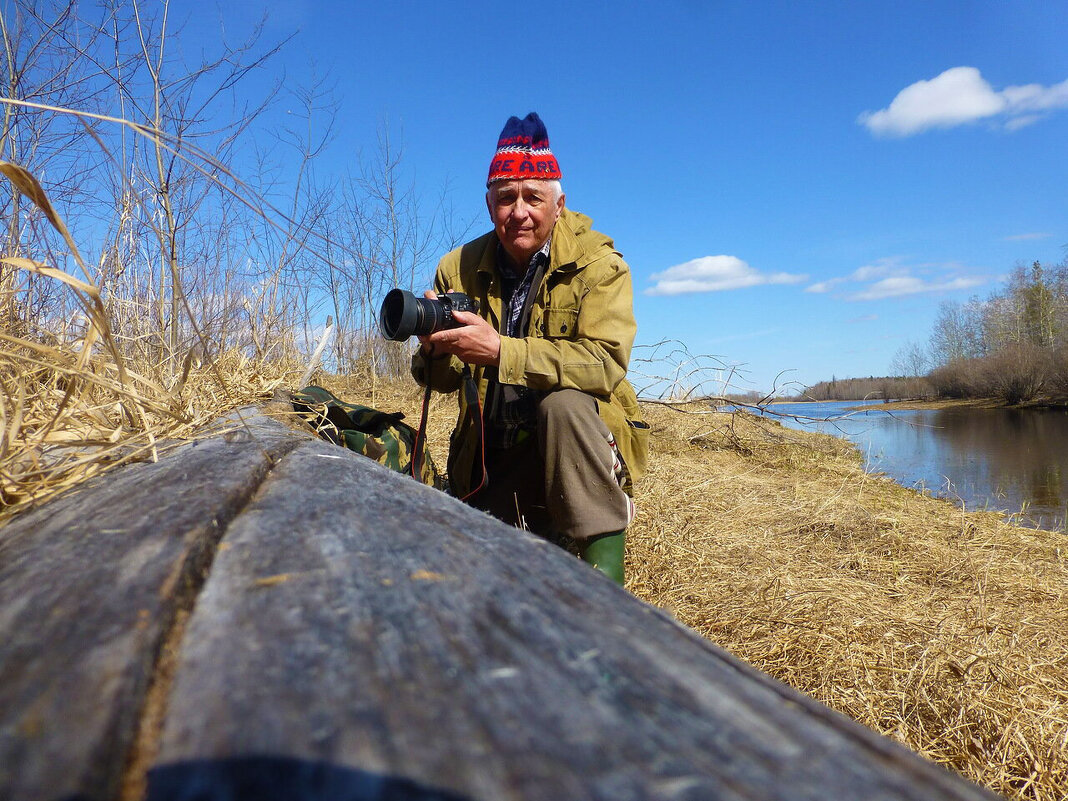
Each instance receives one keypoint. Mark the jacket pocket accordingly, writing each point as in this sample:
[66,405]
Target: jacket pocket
[559,324]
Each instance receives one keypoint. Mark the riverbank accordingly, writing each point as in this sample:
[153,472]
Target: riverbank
[940,628]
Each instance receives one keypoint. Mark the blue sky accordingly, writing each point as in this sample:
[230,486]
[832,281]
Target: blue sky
[797,187]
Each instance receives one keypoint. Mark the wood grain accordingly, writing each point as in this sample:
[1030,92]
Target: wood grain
[90,585]
[365,637]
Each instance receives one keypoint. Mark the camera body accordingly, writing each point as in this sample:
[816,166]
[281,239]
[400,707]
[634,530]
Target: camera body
[404,315]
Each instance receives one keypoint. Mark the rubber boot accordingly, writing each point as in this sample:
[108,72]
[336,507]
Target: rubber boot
[605,552]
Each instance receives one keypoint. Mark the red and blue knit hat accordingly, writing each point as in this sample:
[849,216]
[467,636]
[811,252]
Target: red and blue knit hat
[522,152]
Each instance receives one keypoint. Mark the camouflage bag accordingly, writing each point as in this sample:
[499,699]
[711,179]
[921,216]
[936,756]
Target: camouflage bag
[377,435]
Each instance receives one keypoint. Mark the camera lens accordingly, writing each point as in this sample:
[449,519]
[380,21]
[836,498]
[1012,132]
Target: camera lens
[398,315]
[403,315]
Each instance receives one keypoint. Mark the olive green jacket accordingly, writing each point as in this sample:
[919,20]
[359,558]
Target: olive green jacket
[581,330]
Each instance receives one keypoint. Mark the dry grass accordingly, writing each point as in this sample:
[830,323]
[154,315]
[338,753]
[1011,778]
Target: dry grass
[63,422]
[942,629]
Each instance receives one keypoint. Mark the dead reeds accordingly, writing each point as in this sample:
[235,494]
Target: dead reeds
[940,628]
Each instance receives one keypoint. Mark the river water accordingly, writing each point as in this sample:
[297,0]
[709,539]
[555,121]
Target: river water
[1014,460]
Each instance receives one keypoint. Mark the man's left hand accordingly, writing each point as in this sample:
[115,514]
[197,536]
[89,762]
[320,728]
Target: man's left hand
[474,342]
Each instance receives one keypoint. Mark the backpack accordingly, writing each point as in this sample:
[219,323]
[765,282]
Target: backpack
[377,435]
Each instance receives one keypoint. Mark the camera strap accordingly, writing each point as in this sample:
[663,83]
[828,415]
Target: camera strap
[470,391]
[471,396]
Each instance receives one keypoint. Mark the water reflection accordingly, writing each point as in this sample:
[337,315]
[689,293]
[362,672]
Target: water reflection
[1009,459]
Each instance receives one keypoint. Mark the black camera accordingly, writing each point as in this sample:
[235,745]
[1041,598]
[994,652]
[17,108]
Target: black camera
[404,315]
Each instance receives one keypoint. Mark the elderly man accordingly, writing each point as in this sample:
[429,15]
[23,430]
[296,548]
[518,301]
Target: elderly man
[549,435]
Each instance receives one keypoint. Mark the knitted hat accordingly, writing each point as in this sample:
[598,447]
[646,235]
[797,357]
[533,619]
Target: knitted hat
[522,152]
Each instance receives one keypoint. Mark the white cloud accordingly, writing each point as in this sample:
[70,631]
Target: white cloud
[715,273]
[898,285]
[890,278]
[961,95]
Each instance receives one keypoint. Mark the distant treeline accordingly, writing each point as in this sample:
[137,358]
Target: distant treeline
[882,388]
[1011,346]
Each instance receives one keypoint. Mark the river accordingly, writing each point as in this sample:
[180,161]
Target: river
[1014,460]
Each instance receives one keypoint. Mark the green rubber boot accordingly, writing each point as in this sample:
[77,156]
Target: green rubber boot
[605,552]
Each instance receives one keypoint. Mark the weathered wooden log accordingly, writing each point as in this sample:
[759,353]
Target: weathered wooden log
[362,637]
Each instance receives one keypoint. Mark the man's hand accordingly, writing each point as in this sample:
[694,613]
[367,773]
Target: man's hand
[474,342]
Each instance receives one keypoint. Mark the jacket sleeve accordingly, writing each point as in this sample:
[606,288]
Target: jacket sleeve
[586,348]
[442,373]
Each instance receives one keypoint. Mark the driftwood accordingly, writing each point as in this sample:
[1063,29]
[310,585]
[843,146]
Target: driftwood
[263,615]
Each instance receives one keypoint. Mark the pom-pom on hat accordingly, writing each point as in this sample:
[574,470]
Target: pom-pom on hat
[522,152]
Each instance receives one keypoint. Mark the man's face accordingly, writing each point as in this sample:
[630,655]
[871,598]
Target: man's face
[523,214]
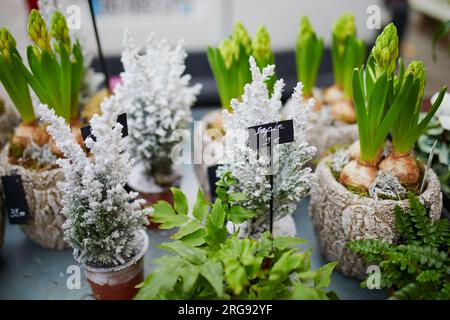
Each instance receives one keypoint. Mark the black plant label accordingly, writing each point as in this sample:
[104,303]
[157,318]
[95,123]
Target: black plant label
[16,203]
[212,179]
[86,131]
[267,135]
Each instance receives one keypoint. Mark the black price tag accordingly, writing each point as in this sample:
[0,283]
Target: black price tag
[266,136]
[86,131]
[263,135]
[212,179]
[16,203]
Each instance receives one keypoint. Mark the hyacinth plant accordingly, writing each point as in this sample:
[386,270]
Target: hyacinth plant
[383,103]
[207,262]
[377,107]
[56,73]
[347,52]
[408,126]
[14,82]
[308,54]
[158,100]
[102,218]
[91,79]
[291,181]
[229,61]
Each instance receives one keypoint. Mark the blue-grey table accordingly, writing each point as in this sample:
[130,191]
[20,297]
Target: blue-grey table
[28,271]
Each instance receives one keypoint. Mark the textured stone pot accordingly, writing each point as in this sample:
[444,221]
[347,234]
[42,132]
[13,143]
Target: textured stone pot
[340,216]
[202,141]
[44,223]
[118,283]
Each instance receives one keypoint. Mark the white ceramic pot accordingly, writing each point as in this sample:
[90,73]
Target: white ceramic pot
[203,143]
[44,223]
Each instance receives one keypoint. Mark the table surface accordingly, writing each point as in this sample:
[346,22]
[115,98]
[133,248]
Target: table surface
[28,271]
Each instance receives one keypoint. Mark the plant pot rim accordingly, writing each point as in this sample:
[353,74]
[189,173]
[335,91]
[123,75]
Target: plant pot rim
[138,173]
[143,246]
[20,169]
[343,189]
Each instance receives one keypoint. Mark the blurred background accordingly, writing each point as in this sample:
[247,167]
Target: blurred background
[206,22]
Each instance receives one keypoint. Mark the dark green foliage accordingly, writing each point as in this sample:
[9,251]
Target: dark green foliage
[209,263]
[418,266]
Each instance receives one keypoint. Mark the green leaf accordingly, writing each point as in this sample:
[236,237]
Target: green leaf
[189,276]
[200,207]
[164,214]
[239,214]
[282,243]
[323,277]
[213,272]
[187,229]
[196,239]
[286,264]
[303,292]
[217,216]
[180,201]
[235,275]
[194,255]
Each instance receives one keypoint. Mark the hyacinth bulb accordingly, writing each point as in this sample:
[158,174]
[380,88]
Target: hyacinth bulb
[37,31]
[385,50]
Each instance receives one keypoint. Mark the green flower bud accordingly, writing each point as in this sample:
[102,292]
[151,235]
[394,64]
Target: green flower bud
[417,69]
[241,37]
[7,42]
[261,45]
[59,29]
[344,27]
[305,27]
[2,107]
[37,31]
[385,50]
[228,49]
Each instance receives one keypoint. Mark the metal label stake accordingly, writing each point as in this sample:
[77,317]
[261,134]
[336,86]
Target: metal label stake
[262,137]
[99,46]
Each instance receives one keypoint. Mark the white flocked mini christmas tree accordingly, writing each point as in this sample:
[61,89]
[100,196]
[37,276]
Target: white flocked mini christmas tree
[158,99]
[102,218]
[291,181]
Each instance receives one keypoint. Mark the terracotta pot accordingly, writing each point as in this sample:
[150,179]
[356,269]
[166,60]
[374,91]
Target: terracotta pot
[201,141]
[118,283]
[340,216]
[149,191]
[2,221]
[44,222]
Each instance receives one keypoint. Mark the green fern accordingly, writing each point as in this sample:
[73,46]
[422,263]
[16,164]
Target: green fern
[418,266]
[209,263]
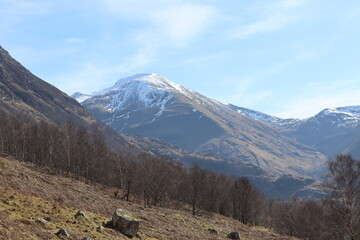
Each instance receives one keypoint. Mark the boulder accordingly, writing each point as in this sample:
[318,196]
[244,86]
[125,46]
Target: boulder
[62,232]
[125,222]
[234,235]
[213,231]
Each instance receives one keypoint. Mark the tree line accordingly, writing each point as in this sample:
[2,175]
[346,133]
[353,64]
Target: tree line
[80,152]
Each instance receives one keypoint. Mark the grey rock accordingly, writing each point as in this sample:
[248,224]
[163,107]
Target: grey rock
[125,222]
[42,220]
[81,214]
[213,231]
[100,228]
[62,232]
[234,235]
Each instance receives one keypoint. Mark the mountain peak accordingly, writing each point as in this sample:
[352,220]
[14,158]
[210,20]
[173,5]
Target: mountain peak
[153,80]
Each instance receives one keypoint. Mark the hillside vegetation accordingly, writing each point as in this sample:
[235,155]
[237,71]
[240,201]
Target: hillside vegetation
[29,195]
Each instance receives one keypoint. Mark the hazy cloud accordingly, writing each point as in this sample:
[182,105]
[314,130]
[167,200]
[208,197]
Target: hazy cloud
[272,16]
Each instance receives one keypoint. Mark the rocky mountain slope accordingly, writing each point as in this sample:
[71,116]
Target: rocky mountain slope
[35,205]
[152,106]
[21,92]
[331,131]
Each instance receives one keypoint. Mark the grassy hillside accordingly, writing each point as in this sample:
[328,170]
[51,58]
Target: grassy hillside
[35,205]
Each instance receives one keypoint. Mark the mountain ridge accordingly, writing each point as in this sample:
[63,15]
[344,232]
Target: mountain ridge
[152,106]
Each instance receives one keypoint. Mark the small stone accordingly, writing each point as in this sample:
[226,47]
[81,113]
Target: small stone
[108,224]
[62,232]
[213,231]
[125,222]
[42,220]
[81,214]
[234,235]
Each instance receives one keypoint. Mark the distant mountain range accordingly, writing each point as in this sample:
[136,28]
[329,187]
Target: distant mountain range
[172,121]
[331,131]
[152,106]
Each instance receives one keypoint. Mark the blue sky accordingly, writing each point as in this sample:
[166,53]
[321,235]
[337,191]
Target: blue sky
[288,58]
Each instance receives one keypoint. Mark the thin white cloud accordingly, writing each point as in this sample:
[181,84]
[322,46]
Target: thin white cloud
[273,16]
[14,11]
[243,95]
[319,96]
[171,22]
[97,74]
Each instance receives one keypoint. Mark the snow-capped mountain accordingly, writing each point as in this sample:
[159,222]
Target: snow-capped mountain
[152,106]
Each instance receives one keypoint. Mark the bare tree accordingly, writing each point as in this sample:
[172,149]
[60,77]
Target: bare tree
[343,181]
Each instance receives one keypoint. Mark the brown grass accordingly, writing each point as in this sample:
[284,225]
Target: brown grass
[27,194]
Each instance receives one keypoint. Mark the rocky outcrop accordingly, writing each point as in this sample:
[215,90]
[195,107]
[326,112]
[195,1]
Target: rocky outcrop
[81,214]
[234,235]
[62,233]
[125,222]
[213,231]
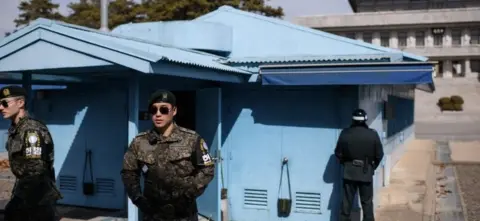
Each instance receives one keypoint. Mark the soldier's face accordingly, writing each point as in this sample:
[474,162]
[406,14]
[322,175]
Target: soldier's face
[10,107]
[162,114]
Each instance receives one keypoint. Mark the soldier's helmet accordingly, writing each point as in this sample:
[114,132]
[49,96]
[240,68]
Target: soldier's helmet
[359,115]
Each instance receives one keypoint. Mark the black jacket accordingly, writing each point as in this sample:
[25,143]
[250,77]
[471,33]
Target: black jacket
[360,151]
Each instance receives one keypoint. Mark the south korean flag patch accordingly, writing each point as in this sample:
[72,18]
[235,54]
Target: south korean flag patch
[33,147]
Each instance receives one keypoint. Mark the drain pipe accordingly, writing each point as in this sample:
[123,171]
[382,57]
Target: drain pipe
[104,15]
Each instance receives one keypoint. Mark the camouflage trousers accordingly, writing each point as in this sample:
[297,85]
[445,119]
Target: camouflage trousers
[158,217]
[17,210]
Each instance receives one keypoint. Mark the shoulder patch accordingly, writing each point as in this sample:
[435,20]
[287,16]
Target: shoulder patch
[187,130]
[33,144]
[38,121]
[141,134]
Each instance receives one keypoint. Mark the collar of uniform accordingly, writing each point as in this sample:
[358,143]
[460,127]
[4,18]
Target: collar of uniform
[174,136]
[14,127]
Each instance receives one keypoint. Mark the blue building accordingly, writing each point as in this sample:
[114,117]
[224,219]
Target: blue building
[258,89]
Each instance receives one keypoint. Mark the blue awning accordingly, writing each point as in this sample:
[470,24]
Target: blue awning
[413,73]
[40,87]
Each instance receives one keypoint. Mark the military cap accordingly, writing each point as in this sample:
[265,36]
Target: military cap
[162,96]
[12,91]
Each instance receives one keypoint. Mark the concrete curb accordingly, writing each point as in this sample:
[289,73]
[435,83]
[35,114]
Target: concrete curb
[453,163]
[430,190]
[462,199]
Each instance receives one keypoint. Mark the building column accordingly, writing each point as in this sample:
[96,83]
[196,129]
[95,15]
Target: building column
[376,38]
[428,38]
[393,39]
[447,69]
[466,37]
[467,69]
[447,37]
[133,109]
[27,85]
[411,39]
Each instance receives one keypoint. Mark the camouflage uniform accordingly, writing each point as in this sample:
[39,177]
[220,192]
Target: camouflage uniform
[177,169]
[30,151]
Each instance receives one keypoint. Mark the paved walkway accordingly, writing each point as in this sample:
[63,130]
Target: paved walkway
[411,193]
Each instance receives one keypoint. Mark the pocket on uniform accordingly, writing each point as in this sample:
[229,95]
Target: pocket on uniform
[178,154]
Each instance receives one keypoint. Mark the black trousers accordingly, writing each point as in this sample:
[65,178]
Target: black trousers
[365,190]
[17,210]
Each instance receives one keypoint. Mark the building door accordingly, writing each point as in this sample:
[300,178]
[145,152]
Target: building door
[273,124]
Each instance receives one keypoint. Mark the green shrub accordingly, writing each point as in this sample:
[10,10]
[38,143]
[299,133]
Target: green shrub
[458,107]
[444,100]
[447,107]
[457,99]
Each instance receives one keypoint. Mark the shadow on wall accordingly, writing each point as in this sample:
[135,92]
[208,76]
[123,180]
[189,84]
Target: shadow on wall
[263,125]
[88,118]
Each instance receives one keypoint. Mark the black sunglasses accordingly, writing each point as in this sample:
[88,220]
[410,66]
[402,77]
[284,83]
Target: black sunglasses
[4,103]
[163,110]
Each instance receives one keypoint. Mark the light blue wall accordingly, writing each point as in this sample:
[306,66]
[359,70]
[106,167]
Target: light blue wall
[94,116]
[263,125]
[395,131]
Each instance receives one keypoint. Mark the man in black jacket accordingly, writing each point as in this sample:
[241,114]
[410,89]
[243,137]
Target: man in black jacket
[360,151]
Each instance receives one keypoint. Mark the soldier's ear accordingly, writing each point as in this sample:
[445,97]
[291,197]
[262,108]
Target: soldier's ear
[174,110]
[21,102]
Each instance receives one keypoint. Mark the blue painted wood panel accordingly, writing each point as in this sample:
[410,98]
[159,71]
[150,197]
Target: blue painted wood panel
[265,125]
[88,118]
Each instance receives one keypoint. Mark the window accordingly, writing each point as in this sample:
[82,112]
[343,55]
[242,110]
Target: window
[350,35]
[439,70]
[385,39]
[456,37]
[457,69]
[475,36]
[367,37]
[420,38]
[402,39]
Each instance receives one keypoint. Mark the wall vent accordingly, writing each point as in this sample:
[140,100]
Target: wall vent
[308,202]
[255,199]
[67,183]
[105,186]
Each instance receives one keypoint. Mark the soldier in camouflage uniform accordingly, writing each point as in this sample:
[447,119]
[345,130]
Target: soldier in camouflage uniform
[174,161]
[30,152]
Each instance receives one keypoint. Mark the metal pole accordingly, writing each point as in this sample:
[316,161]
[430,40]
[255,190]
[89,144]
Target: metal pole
[104,15]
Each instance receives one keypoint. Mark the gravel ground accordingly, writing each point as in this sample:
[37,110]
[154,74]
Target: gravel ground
[397,213]
[469,180]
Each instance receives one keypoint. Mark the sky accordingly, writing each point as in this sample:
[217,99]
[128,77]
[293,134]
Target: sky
[292,8]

To do >> Give back exactly the lines running from the line containing "Each instance receives one keypoint. Mark the soldier in" through the end of the material above, both included, and nothing beyond them.

The answer >>
Each instance receives one keypoint. Mark the soldier in camouflage uniform accordingly, writing each point as in this sample:
[447,119]
[345,130]
Target: soldier in camouflage uniform
[174,161]
[30,152]
Each instance receives one keypoint. Mark the metal pole accordingly, writing each point as in this sample:
[316,161]
[430,40]
[255,190]
[89,144]
Target: metal pole
[104,15]
Each instance receives one keypoint. Mark the gravel ground accordingly, writing each point as in this sample:
[37,110]
[154,74]
Target: gravel ground
[397,213]
[469,180]
Each instance receives one keypoint. Mark the sky accordingly, writing each point as in this sample:
[217,99]
[128,77]
[293,134]
Target: sky
[292,8]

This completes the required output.